Each line of the records has to be copied exactly, though the pictures must be left out.

(Collected data)

- Opening Delimiter -

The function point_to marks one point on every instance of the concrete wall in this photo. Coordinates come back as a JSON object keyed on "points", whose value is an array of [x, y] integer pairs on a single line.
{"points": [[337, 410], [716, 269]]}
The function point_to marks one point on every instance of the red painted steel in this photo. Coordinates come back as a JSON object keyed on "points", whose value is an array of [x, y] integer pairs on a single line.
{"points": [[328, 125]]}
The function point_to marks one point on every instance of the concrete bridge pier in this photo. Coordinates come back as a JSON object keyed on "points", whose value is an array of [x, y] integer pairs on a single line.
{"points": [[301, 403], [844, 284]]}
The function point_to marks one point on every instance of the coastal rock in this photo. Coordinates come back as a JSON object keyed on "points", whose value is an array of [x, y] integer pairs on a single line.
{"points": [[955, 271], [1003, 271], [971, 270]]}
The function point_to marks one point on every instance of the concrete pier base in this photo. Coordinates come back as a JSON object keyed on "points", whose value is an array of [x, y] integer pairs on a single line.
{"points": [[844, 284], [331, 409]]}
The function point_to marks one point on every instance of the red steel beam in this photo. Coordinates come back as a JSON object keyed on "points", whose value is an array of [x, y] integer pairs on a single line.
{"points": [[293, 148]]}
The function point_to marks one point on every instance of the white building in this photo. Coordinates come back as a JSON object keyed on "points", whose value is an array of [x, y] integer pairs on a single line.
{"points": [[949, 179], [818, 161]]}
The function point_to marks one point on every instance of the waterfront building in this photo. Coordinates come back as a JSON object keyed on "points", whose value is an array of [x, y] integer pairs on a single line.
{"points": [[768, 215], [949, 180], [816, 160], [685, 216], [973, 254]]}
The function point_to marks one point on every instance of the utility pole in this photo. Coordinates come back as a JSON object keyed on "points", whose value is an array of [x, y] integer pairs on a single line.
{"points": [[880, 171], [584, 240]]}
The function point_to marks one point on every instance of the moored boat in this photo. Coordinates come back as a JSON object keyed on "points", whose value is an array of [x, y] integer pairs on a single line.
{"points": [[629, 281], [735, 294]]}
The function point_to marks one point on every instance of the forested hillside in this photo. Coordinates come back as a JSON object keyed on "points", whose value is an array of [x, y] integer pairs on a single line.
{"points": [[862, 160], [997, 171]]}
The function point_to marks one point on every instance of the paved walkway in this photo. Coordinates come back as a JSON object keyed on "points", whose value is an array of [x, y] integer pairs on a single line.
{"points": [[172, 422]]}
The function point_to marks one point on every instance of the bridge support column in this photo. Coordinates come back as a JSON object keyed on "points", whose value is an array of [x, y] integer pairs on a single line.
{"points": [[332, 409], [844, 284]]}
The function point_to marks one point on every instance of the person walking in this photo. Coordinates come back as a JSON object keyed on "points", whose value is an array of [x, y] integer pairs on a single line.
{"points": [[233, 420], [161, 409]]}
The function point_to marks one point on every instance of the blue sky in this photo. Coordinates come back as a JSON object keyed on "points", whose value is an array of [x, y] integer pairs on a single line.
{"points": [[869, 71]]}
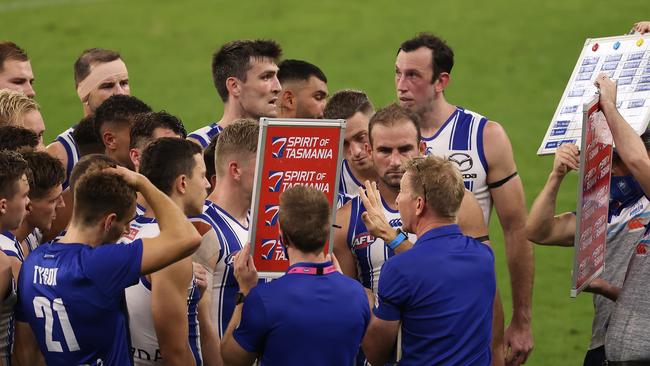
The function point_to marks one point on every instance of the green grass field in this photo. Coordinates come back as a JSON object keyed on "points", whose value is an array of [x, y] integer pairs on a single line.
{"points": [[513, 59]]}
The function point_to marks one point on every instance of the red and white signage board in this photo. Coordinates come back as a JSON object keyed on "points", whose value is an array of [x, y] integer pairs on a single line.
{"points": [[593, 198], [290, 152]]}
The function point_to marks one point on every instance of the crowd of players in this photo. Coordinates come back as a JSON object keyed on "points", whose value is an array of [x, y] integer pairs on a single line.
{"points": [[125, 240]]}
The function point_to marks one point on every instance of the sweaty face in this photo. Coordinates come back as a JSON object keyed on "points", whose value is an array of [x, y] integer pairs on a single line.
{"points": [[16, 206], [311, 98], [406, 204], [259, 94], [392, 147], [114, 85], [413, 73], [43, 210], [197, 188], [18, 76], [356, 141], [33, 121]]}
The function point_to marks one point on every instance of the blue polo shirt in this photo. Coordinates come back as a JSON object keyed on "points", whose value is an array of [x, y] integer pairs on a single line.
{"points": [[305, 319], [442, 290]]}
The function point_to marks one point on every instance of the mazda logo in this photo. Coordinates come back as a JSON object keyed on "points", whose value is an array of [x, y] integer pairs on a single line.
{"points": [[463, 161]]}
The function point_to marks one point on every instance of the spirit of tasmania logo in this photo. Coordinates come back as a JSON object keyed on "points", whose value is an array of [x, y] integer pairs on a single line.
{"points": [[275, 180], [277, 146], [271, 214], [272, 250]]}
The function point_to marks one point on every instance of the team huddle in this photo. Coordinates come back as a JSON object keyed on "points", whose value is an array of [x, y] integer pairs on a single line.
{"points": [[125, 241]]}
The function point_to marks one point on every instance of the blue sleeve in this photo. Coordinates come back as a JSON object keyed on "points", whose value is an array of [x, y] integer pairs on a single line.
{"points": [[392, 293], [254, 326], [113, 267]]}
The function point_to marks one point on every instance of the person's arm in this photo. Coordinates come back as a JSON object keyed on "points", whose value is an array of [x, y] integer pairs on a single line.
{"points": [[375, 220], [628, 144], [246, 275], [543, 226], [604, 288], [510, 205], [341, 249], [169, 311], [177, 239], [210, 344]]}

- Closing Delimiter -

TASK SOLUTION:
The function point_to marks one point on every instance of the concrete wall in this photo. Coordinates come back as a JSON object keyed on "points", whose value is an array of [x, y] integer pairs on a single line.
{"points": [[337, 410], [716, 269]]}
The function point_to marks one point on every instance of the red painted steel in this photo. Coordinates come back as a JSON object keyed on "points", whose value is an array of [x, y] integer pairs on a single line.
{"points": [[328, 125]]}
The function point_to marks one point on every instance of the concrete bridge pier in this photo. Coordinates come back as a JSON object keyed on "points", whose value is an array of [x, y] integer pairs on a single line.
{"points": [[301, 403], [844, 284]]}
The function point_to marks one point on every instance of the coastal rock in this photo. Coordinates come back as a JSON object keyed on "points", whose value is an array of [x, y] integer pairs on a single line.
{"points": [[955, 271], [1003, 271], [971, 270]]}
The function point_to marks one point on every instance of the concrete pier base in this photo. Coordinates come back as a JSON object keyed on "points", whose value is an array of [x, y] integer pairs on a single line.
{"points": [[844, 284], [331, 409]]}
The function point_to marks one point on every instance of the red steel beam in this photo. Coordinates come back as a JSON object keyed on "points", whose value is an array of [x, y] integer pairs on a single line.
{"points": [[293, 148]]}
The function point_to marks one point on every instance of the white building in this photo. Coordinates come back as a JSON object keyed on "points", whose value is an array of [x, y] integer pairs on a single line.
{"points": [[949, 179], [818, 161]]}
The function point_to marks one point on every instance of the waterfront building in this photo. Coordinates come back as a JSON object keyed on "points", whose value is an array of [x, y] integer pairs on a single line.
{"points": [[768, 215], [949, 180], [816, 160], [685, 216], [973, 254]]}
The function point_to marks one point on every instance of the utility pole in this photo. Coordinates come back as a JSON object keyed on "points", whose value is an array of [x, y] integer pairs on a single line.
{"points": [[880, 171], [584, 240]]}
The function point_to marks one point on every instance of the moored boat in this photo. Coordinates come back as a JSON object keyed on "points", whose value is an array of [x, y] integer pairs on a single line.
{"points": [[629, 281], [735, 294]]}
The function point_to marks one point on every instance of the forested hillside in this photo. Coordinates come back as a JSON object keyed on "points", whose value is an array of [x, y] integer pairs on a single line.
{"points": [[862, 160], [997, 171]]}
The function point_to marks one point on every instance of the paved walkway in this photo. Coordinates come back as a JSON object keyed on "points", whose value is an array of [x, y] integer pairs on a single line.
{"points": [[172, 422]]}
The function point_to marks one point on every instance of the bridge support column in this photo. Coordinates come back as a JSON object keyed on "points", whose value is an array of [x, y] integer pairs on a single line.
{"points": [[332, 409], [844, 284]]}
The function point_to marks one point on every instance of the person walking in this photo. Coordinates come back as a JSON object keyed on "points", whose value is an array of [x, y] integer pairs on a single line.
{"points": [[233, 420], [161, 409]]}
The function point_to marks one point on every instance of the blue sky in this photo. Coordinates come back as a JSON object keyed on "points", whose value is an array of [x, y] integer pairs on a single line.
{"points": [[869, 71]]}
The function point_to marks one point on every instance of the green grass field in this photo. Coordinates come back as a JSON object keyed on "points", whose value is an array of [x, y] integer pairs on a single line.
{"points": [[513, 59]]}
The function point_to marks one point on every instance of the red and white signage board in this photo. Coordinates come back as a JSON object keyed on "points", whose value is an array of [x, y] integer pairs on a single line.
{"points": [[593, 198], [290, 152]]}
The function point_to marks one point on every instance of the crowd of players in this photo. Coordinates come back as a JSON object keyed on "points", whose value is an array of [x, y] integer pairs on a single line.
{"points": [[125, 240]]}
The function point_to marks one point on every instance of the sweaty face in this photo. Coordinates come back as a JSON object keyed on "points", whose value is an array of [x, y] integer pairs on a single line.
{"points": [[16, 206], [311, 98], [406, 204], [259, 94], [392, 147], [114, 85], [413, 73], [43, 210], [197, 188], [18, 76], [356, 141], [33, 121]]}
The function point_to marks one point on every instance of the blue polo shirt in this photo. Coordinates come back as a JSON object keyed on "points", whose value is an array of [x, y] integer pairs on a single line.
{"points": [[305, 319], [442, 290]]}
The function point_to marks one point on every instance of the mazda logo in this photo. Coordinates come back as a JSON object keyed on "points", whose value is an array of [x, y] integer pairs on a single line.
{"points": [[463, 161]]}
The function point_to marks one point on every instance of the spirit of tasmania logo in this photo. Coordinates come back as a JSON object keyed on "points", whose value is an array of [x, y] integer pairs on a single line.
{"points": [[275, 180], [277, 146], [271, 214], [272, 250]]}
The function point_to marks one point on every instance of the team huddle in this photo. Coordinates come back as a JSON object keyed on "points", whose value is an array of [x, y] integer pairs on a single line.
{"points": [[125, 241]]}
The function point_to marks one point on every instance of the blue sleeve in this photo. Coordinates come back as a JSON object keyed on "points", whose value is an array of [x, y] integer pairs on a single line.
{"points": [[392, 293], [254, 326], [113, 267]]}
The function point_to marks one point on every instance of the person's arm in this photo. Coordinates come back as a JSON object keyed on "points", whose value is an array of [x, y] integer pairs on a single line.
{"points": [[375, 220], [628, 144], [246, 275], [543, 226], [604, 288], [510, 205], [341, 249], [169, 311], [177, 239], [210, 344]]}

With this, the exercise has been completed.